==== Given information ====
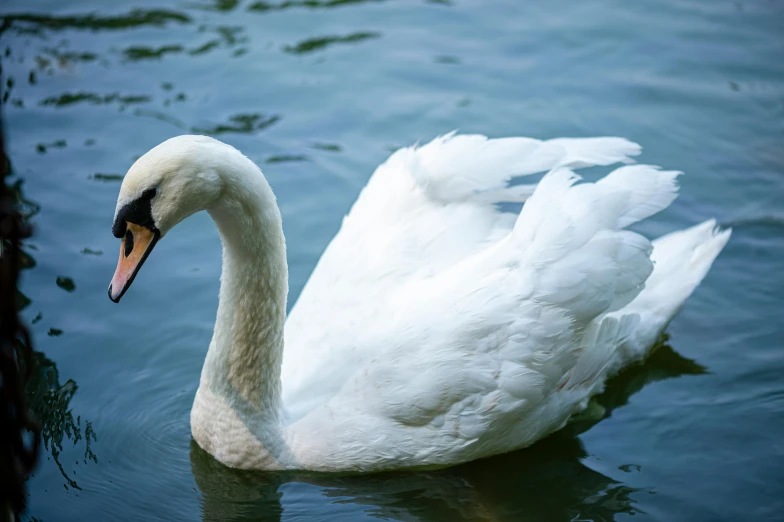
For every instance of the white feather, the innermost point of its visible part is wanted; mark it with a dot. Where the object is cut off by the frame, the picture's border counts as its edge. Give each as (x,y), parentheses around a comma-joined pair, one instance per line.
(436,329)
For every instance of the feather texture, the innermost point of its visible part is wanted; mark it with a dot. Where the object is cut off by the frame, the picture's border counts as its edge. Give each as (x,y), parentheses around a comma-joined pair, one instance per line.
(435,329)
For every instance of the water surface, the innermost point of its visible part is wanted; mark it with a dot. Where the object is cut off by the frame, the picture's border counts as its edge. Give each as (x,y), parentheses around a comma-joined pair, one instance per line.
(318,92)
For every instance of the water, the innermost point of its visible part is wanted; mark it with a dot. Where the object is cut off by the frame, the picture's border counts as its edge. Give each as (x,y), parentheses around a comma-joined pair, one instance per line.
(318,93)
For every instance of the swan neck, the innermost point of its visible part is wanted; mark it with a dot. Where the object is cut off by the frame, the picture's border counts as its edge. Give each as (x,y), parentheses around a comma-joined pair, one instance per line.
(243,363)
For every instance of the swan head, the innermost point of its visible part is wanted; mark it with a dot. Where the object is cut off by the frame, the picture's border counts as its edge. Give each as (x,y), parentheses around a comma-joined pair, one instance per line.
(172,181)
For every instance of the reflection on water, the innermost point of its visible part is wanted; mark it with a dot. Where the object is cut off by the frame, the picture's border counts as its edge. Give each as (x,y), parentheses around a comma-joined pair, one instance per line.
(318,92)
(27,23)
(546,481)
(48,399)
(316,44)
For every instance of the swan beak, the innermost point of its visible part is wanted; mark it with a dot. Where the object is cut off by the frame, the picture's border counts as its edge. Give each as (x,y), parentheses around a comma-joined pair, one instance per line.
(135,246)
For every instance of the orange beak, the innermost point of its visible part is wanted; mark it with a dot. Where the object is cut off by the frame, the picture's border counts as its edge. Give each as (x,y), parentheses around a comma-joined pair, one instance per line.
(135,246)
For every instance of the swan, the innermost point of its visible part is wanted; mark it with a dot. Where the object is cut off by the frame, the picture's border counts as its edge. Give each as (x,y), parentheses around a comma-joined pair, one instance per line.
(435,329)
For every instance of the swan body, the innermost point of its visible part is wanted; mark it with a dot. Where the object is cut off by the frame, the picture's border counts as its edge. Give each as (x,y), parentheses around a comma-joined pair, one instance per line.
(435,329)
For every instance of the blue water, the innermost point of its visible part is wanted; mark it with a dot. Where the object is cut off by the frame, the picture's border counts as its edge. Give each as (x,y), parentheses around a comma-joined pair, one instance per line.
(318,92)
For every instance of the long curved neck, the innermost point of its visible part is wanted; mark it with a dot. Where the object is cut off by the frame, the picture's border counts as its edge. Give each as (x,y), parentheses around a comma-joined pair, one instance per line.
(244,359)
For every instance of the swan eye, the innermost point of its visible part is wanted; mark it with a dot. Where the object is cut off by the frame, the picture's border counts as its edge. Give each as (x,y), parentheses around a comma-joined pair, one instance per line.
(128,243)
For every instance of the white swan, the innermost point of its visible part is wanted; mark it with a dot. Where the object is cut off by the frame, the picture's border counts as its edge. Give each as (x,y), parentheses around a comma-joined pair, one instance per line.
(434,329)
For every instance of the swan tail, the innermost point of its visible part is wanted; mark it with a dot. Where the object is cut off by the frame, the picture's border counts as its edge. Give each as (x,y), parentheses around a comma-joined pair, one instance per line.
(681,261)
(472,167)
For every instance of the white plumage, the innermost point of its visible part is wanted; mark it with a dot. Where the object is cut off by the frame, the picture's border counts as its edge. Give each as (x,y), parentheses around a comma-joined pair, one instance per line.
(435,329)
====
**Task description:**
What you return should match the entries word for word, pictures aside.

**Exercise solution:**
For every instance of the white feather, the innermost point of its visible part is wanted; mark it with a dot. Where the object is cut off by the frame, the picture's border counts as its edge. Give each as (x,y), parentheses around a comma-joined pair, one instance per line.
(436,329)
For every instance of the feather texture, the innermost point of its visible part is wanted; mark it with a dot. Where the object is cut off by the frame, the picture's border counts as its edge. Give each as (x,y), parentheses around a comma-joined pair, one instance per line.
(435,329)
For every instance of the water surface, the innermost point of its visible part is wanted; mark it with a dot. Where the object is cut off by the frame, the picture's border counts as its edge. Give each as (x,y), parentheses around a comma-joined pair, one instance per line.
(318,92)
For every instance of the water, the innermost point of its visible part is wanted; mark it with a dot. Where the object is cut off by the frame, the picture's border counts as its edge. Give each as (x,y), parentheses around a comma-joined pair, one instance per line.
(318,93)
For every instance of the swan neck, the innermost point of its visible part is wanted; mark it with a dot. Where the object is cut off by the frame, the picture's border counts as its edge. Give each as (x,y), parentheses around a comma-joined pair, one instance per line.
(243,363)
For every instance of the swan head, the innermost point of its visible part is wanted; mark it with a dot. Where the object is cut off by the frame, the picture's border counts as its edge. Give each as (x,y), parentheses around a comma-joined pair, one instance per line.
(172,181)
For every instance of the reflection on water, the innermost point of its visible part is wanted; mark it with a dot. Where the object is cut off by the frame, the picture's border counts as its edge. Give each as (x,y), parentheses around a comma-joined pair, one instance per line.
(318,92)
(27,23)
(546,481)
(48,399)
(316,44)
For every instance of the swan beak, the innermost point of its visible part is wanted; mark it with a dot. Where the object is cut off by the frame, the picture's border counts as its edge. Give each as (x,y), parentheses around a comma-joined pair, one instance per line.
(135,246)
For every instance of the orange beak, the innermost point of its visible part is wanted; mark it with a dot. Where the object is cut off by the frame, the picture's border counts as its edge. Give each as (x,y), parentheses around a comma-joined pair, one instance per line.
(135,246)
For every instance of the swan, the innermost point of its visible part is wanted; mark it with a dot. Where the object is cut off by the frame, the picture's border counts as its edge. Give each as (x,y), parentheses around a comma-joined pair, one instance per line.
(435,329)
For every instance of the swan body, the innermost point of its visible part is wanted; mark it with a dot. Where the object is cut off by the frame, the picture's border counts as its edge. Give each as (x,y), parentheses around a comma-joined pair, one instance per line.
(435,329)
For every instance of the blue water, the innermost point of its visible part is wanted; mark it with a dot. Where the object is cut off by the frame, the picture's border counts as its edge. Give each as (x,y), parentheses around a comma-joined pair, one instance per line.
(318,92)
For every instance of the long curved neck, the innermost point of its visible part is wanted; mark it with a dot. Where the object is cut off by the frame, the picture's border counts as its edge. Give each as (x,y), parentheses around a comma-joined pair, one instance per line.
(244,359)
For every instance of the swan eye, the innermost point of its visible part is wanted; mark it with a dot. Where the object is cut off by the frame, the picture's border counts as its edge. Give each as (x,y), parentheses around a comma-joined pair, one instance per line.
(128,243)
For every instance of the white swan, the innermost point of its visible part is wanted; mark it with a dot. Where the object is cut off by the frame, the picture's border counts as its edge. Give each as (x,y), parentheses around a comma-joined pair, one instance per line.
(434,329)
For every instance of the swan tail, the innermost point of its visible part is wanted; mark it with a dot. Where the object is cut off by the frame, the picture's border counts as its edge. Give each as (x,y), parentheses around a comma-joined pair, one instance per line.
(681,261)
(472,167)
For every instance of the white plumage, the innermost point of its visible part is wanted; mark it with a dot. Where the object is cut off by the frame, the picture's border counts as its edge. Give each as (x,y), parentheses around a comma-joined pair, one instance per line.
(435,329)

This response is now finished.